[Start]

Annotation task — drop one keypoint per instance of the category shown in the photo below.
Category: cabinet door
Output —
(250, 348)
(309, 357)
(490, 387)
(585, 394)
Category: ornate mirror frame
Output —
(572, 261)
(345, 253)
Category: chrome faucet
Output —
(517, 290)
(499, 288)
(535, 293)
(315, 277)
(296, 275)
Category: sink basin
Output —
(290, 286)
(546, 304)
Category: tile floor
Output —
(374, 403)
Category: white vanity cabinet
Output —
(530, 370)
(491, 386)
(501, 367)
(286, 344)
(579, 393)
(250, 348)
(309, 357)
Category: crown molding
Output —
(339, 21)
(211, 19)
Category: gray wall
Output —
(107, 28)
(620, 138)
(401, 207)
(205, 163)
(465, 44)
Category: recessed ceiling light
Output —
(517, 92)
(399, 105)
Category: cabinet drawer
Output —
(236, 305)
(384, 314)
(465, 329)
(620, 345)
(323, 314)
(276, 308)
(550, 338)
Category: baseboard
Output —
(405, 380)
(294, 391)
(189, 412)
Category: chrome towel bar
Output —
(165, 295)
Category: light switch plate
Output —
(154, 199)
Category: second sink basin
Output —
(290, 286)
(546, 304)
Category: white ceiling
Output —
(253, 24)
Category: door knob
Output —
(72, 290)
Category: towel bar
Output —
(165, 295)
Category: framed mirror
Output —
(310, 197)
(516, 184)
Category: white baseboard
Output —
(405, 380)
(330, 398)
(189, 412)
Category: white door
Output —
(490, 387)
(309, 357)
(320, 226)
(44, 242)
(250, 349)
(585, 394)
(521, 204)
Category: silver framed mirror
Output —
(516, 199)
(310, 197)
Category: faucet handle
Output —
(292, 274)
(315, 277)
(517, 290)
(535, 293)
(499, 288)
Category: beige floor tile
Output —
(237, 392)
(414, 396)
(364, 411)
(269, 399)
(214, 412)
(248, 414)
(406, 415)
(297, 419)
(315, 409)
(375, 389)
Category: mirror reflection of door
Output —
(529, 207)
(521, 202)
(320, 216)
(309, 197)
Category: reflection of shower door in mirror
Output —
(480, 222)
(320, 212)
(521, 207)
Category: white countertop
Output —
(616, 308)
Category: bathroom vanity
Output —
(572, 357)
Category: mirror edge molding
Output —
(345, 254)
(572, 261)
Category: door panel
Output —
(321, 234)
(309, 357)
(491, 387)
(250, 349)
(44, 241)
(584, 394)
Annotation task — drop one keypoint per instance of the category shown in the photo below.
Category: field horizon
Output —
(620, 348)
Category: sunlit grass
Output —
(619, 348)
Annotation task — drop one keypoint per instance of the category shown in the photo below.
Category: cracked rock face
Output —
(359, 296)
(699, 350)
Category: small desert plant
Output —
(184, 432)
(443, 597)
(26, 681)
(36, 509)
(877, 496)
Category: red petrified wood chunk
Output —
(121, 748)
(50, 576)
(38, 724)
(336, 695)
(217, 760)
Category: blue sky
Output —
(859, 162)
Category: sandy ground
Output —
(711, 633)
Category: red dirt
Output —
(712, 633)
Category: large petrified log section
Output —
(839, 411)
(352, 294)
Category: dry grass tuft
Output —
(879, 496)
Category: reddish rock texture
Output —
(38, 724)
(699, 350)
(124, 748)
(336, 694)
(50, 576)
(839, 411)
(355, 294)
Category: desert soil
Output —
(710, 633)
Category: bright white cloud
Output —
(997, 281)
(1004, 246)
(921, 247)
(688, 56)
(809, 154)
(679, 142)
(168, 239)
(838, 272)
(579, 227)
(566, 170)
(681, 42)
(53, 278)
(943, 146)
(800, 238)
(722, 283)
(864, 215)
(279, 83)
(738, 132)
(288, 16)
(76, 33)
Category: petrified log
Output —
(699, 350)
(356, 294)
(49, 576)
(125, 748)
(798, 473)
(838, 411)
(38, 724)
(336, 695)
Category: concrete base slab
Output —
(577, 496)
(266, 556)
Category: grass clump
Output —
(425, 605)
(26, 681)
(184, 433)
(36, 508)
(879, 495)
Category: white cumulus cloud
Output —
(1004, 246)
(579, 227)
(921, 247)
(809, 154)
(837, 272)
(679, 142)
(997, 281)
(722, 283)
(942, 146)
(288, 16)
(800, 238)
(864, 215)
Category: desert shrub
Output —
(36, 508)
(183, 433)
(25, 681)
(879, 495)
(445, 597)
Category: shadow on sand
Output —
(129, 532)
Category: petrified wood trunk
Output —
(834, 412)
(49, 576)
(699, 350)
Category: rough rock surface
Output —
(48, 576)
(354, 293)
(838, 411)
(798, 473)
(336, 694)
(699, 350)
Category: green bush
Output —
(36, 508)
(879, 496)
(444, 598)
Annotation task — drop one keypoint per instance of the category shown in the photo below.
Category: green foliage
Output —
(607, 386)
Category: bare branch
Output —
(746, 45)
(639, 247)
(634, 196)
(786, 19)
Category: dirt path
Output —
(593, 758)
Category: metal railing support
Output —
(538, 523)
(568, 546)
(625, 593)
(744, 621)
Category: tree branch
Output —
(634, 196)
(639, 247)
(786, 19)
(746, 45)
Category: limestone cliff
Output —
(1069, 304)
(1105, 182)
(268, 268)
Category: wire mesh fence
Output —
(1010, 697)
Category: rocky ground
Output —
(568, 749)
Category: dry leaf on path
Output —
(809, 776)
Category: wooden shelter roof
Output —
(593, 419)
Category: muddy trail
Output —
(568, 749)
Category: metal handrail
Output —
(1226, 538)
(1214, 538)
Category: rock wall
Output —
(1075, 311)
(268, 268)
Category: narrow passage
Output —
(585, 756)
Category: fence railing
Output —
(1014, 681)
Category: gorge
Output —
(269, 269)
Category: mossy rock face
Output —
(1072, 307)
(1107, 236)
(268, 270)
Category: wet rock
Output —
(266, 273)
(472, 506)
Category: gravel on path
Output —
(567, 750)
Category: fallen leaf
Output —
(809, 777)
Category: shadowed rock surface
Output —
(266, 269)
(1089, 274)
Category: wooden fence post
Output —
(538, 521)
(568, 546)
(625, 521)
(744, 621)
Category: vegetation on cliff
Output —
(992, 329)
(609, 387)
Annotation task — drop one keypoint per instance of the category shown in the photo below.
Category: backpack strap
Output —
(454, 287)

[End]

## Do this
Format the lines as a JSON list of strings, one string per line and no blank lines, starting at the line containing "Category: narrow passage" and ending at the last line of the records.

## Exercise result
[
  "Category: narrow passage",
  "Output —",
  "(585, 756)",
  "Category: fence railing",
  "Output —",
  "(1014, 681)",
  "Category: gorge",
  "Output —",
  "(269, 269)",
  "Category: mossy rock face",
  "Output —",
  "(1072, 307)",
  "(1107, 236)",
  "(268, 270)",
  "Category: wet rock",
  "Output —",
  "(266, 273)",
  "(472, 506)",
  "Category: gravel on path",
  "Output —",
  "(567, 750)",
  "Category: fallen leaf",
  "Output —",
  "(809, 777)",
  "Category: shadowed rock surface",
  "Output —",
  "(266, 269)",
  "(1089, 274)",
  "Category: wooden fence post",
  "Output —",
  "(538, 521)",
  "(568, 546)",
  "(625, 521)",
  "(744, 621)",
  "Category: vegetation on cliff",
  "Output —",
  "(992, 329)",
  "(609, 387)",
  "Annotation task — drop one keypoint per instance of the category shown in the photo below.",
  "Category: backpack strap",
  "Output —",
  "(454, 287)"
]